> [DIRECTIONS]:
1) Can you rewrite the paragraph that begins "Less than a year since" in the article on AI and science more briefly, keeping its main facts?
2) Could you give everything from "A critical look" down to "done and organized." in the article on AI and science again, switching "transparency" to "openness"?

> [GIVEN TEXT]:
+ + + + +

A critical look at the Artificial Intelligence’s (AI) impact on science from different perspective and actors – from public funders to private high-tech institutions – reveals a shared concern for the lack of transparency and cooperation in creating a more human-centred approach that would deliver on the promise of science as a global public good.
‘The question is no longer if AI is changing science, but how,” Mathieu Denis opened the floor at this year’s Digital with Purpose Global Summit with a panel session on the impacts of AI on how science is done and organized.
Less than a year since the initial public release of ChatGPT 4, the interest in the subject of AI, as well as its application across the whole science production cycle, has exploded. Yamine Ait-Ameur, Head of the Digital and Mathematical Department of the French National Research Agency (ANR), sees this interest across almost all disciplines. And while the Agency is not using AI tools to evaluate research proposals, they are well aware that they cannot possibly impose similar AI use restrictions on others in their scientific work.

+ + + + +

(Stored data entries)
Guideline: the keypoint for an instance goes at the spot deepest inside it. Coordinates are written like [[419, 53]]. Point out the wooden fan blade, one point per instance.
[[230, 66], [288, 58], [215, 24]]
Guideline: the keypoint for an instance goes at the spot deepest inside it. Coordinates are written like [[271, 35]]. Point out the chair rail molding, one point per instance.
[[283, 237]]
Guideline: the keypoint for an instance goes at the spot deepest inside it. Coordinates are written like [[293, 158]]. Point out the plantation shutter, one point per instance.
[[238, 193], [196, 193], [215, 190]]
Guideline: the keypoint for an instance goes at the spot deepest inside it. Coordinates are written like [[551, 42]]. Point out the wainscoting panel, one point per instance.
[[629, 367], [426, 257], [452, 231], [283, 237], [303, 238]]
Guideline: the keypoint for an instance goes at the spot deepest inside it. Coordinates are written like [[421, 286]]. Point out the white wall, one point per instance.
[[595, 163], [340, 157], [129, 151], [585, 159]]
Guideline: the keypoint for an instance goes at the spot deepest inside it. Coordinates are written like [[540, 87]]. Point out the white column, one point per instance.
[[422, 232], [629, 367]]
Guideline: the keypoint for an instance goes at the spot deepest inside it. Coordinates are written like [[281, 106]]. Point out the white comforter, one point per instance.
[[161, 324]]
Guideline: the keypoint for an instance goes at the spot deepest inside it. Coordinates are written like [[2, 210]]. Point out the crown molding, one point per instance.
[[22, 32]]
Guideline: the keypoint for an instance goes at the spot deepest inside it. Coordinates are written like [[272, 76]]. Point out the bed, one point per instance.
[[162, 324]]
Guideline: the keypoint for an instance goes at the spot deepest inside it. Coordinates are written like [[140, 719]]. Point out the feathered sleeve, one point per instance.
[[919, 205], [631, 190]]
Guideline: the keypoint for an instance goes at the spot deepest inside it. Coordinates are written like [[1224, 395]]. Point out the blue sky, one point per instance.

+ + + + +

> [YOUR RESPONSES]:
1) Within a year of ChatGPT 4's first public release, interest in AI and its use across the whole science production cycle has exploded. Yamine Ait-Ameur, Head of the Digital and Mathematical Department of the French National Research Agency (ANR), sees this interest in almost every discipline. The Agency does not use AI tools to evaluate research proposals, but it knows it cannot impose similar restrictions on others' scientific work.

2)
A critical look at the Artificial Intelligence’s (AI) impact on science from different perspective and actors – from public funders to private high-tech institutions – reveals a shared concern for the lack of openness and cooperation in creating a more human-centred approach that would deliver on the promise of science as a global public good.
‘The question is no longer if AI is changing science, but how,” Mathieu Denis opened the floor at this year’s Digital with Purpose Global Summit with a panel session on the impacts of AI on how science is done and organized.